** Begin INPUT FOR THIS TASK **
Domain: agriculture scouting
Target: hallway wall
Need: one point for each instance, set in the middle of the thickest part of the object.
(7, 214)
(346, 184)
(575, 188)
** End INPUT FOR THIS TASK **
WHAT IS ASKED: Rewrite the records above with "thickest" swapped for "widest", leaving everything else as it is.

ANSWER TO THIS PROBLEM:
Domain: agriculture scouting
Target: hallway wall
Need: one point for each instance, set in the middle of the widest part of the object.
(7, 214)
(346, 184)
(575, 188)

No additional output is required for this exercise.